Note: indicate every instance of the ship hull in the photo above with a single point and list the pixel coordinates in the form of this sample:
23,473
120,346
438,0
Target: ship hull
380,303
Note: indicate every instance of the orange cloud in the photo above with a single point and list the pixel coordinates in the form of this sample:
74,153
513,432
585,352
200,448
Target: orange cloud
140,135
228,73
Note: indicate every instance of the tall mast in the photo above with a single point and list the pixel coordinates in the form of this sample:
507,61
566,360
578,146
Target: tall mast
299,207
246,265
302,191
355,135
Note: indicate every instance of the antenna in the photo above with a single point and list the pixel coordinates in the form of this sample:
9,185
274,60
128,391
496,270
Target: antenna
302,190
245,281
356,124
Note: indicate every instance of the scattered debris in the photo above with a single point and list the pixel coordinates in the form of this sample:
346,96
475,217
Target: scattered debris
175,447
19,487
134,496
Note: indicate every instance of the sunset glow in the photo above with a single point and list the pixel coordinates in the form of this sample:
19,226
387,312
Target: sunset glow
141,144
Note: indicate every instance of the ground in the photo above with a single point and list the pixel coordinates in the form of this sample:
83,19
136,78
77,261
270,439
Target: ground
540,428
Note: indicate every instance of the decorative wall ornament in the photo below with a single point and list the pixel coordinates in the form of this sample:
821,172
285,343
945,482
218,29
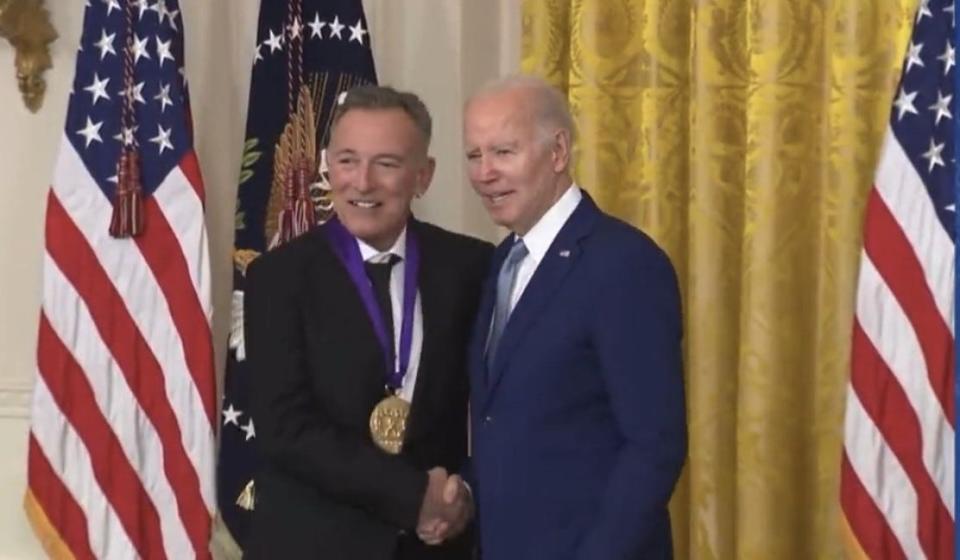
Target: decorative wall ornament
26,24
────
▶ _Task_: Reproduce the data above word for word, from start to finish, and leave any pictures out.

▶ _Exercise response_:
Note: indicate every instance of the ship hull in the photo above with a single point and list the pixel coordinates in the form of this sample:
23,473
120,346
438,0
Target: ship hull
380,303
Note: indicate every instance of the orange cloud in the photo above with a single point and list the pixel coordinates in the form of this sample:
74,153
513,432
585,352
200,448
Target: orange cloud
140,135
228,73
Note: indicate every instance of the tall mast in the photo above with a single point and list the pixel coordinates in the form of this sample:
507,61
566,360
578,146
Target: tall mast
299,207
246,265
302,191
355,135
Note: indicate every instance of the antenna in the photo above with a single point and list the pixel coordinates in the form of this sample:
9,185
274,60
128,391
496,270
Target: antenna
302,190
245,281
356,124
Note: indicate every instance of the scattered debris in the photo above with a single point and list the pixel coordinates in the form of this sample:
346,96
475,217
Target: scattered debris
175,447
19,487
134,496
Note: indicate every instance of the sunset glow in the photo above with a single point and list the pixel coordinates in the form of this sample:
19,226
387,312
Target: sunset glow
141,144
Note: indicate every instance of the ground in the photo above with a single point and list the pixel coordinates in the form of this sample:
83,19
136,78
77,261
270,439
Target: ground
540,428
Note: indicate every instance of the decorative wall ornament in the photo below with a single point and list the pixel coordinates in the form of this sample:
821,172
285,343
945,482
218,29
Target: decorative wall ornament
26,24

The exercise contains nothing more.